Reproduce the whole listing below word for word, keeping every line unchanged.

-------- ITEMS --------

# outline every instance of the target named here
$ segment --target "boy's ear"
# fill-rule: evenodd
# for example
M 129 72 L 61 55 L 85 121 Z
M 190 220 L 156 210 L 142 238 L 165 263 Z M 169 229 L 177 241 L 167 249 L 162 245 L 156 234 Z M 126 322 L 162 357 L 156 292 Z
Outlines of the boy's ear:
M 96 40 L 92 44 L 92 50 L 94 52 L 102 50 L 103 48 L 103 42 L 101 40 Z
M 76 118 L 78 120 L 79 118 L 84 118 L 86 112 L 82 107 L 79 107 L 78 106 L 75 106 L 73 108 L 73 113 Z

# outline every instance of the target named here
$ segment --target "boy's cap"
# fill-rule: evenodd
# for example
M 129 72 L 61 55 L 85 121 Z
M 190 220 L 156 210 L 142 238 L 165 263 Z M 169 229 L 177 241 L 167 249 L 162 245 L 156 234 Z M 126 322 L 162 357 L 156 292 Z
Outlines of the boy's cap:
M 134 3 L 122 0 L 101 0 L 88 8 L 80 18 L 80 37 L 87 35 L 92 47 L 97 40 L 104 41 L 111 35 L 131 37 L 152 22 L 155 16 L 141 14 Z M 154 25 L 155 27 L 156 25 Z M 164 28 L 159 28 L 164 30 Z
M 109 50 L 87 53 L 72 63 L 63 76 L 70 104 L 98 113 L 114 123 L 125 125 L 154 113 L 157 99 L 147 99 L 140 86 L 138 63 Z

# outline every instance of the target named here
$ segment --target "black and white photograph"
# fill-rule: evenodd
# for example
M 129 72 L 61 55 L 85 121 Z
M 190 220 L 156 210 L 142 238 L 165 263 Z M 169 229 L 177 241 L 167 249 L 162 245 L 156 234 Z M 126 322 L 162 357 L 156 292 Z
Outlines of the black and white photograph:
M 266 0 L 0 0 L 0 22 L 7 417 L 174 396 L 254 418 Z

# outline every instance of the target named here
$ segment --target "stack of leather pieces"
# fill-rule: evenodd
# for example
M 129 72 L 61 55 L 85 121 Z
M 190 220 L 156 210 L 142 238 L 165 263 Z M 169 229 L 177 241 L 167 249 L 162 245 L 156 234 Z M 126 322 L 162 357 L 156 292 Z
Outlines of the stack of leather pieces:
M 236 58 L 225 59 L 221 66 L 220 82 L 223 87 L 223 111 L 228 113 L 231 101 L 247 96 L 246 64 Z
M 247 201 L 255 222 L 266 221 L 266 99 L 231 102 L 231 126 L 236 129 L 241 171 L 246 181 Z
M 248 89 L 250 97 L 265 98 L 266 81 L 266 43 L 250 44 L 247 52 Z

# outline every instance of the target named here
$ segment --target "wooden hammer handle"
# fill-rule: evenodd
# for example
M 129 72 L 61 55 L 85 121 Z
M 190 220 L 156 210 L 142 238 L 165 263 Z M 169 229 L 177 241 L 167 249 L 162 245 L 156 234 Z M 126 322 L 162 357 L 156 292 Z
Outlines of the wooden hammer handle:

--------

→ **COMPLETE RESPONSE**:
# outline every instance of the target named here
$ segment --target "boy's ear"
# fill-rule: evenodd
# for example
M 129 72 L 61 55 L 85 121 Z
M 190 220 L 156 210 L 142 238 L 165 263 Z M 169 229 L 177 241 L 167 249 L 162 245 L 156 234 Z M 126 322 L 162 357 L 156 292 Z
Outlines of the boy's ear:
M 96 40 L 92 44 L 92 50 L 94 52 L 102 50 L 103 48 L 103 42 L 101 40 Z
M 76 118 L 78 120 L 79 118 L 84 118 L 86 112 L 82 107 L 79 107 L 78 106 L 75 106 L 73 108 L 73 113 Z

# outline every instance of the target named here
$ segment --target "boy's cap"
# fill-rule: evenodd
# for example
M 129 72 L 61 55 L 85 121 Z
M 190 220 L 156 210 L 142 238 L 165 263 Z M 169 229 L 177 241 L 167 249 L 162 245 L 156 234 Z M 126 322 L 162 357 L 156 292 Z
Outlines of the boy's cap:
M 134 3 L 122 0 L 101 0 L 88 8 L 80 18 L 80 37 L 87 35 L 92 47 L 97 40 L 104 41 L 111 35 L 131 37 L 152 22 L 155 16 L 141 14 Z M 154 25 L 155 27 L 156 25 Z M 164 28 L 159 28 L 164 30 Z
M 109 50 L 87 53 L 72 63 L 63 76 L 70 104 L 98 113 L 114 123 L 125 125 L 154 113 L 157 99 L 147 99 L 140 86 L 138 63 Z

# outline every instance of the target named here
$ segment --target "black and white photograph"
# fill-rule: evenodd
# for example
M 129 72 L 61 55 L 85 121 Z
M 190 220 L 156 210 L 142 238 L 165 263 Z M 169 229 L 177 241 L 167 249 L 162 245 L 156 234 Z M 126 322 L 162 357 L 156 292 Z
Outlines of the black and white photograph:
M 266 0 L 0 0 L 0 22 L 7 417 L 174 396 L 254 418 Z

# outline every instance of the target named here
$ segment --target "stack of leather pieces"
# fill-rule: evenodd
# for example
M 129 72 L 61 55 L 85 121 Z
M 190 220 L 156 210 L 142 238 L 165 263 Z M 169 229 L 177 241 L 167 249 L 162 245 L 156 234 Z M 126 322 L 162 357 L 156 292 Z
Outlines of the stack of leather pieces:
M 236 58 L 225 59 L 221 66 L 220 82 L 223 87 L 223 111 L 228 113 L 231 101 L 247 96 L 246 64 Z
M 247 201 L 255 222 L 266 221 L 266 99 L 231 102 L 231 126 L 236 129 L 241 171 L 246 181 Z
M 248 89 L 250 97 L 265 98 L 266 81 L 266 43 L 250 44 L 247 52 Z

# outline every instance of the target named here
$ segment --target "wooden hammer handle"
# fill-rule: evenodd
# for example
M 129 72 L 61 55 L 85 121 Z
M 190 220 L 156 210 L 142 238 L 165 263 Z M 169 229 L 177 241 L 167 249 L 162 245 L 156 234 Z M 126 322 L 162 357 L 156 292 Z
Outlines of the wooden hammer handle:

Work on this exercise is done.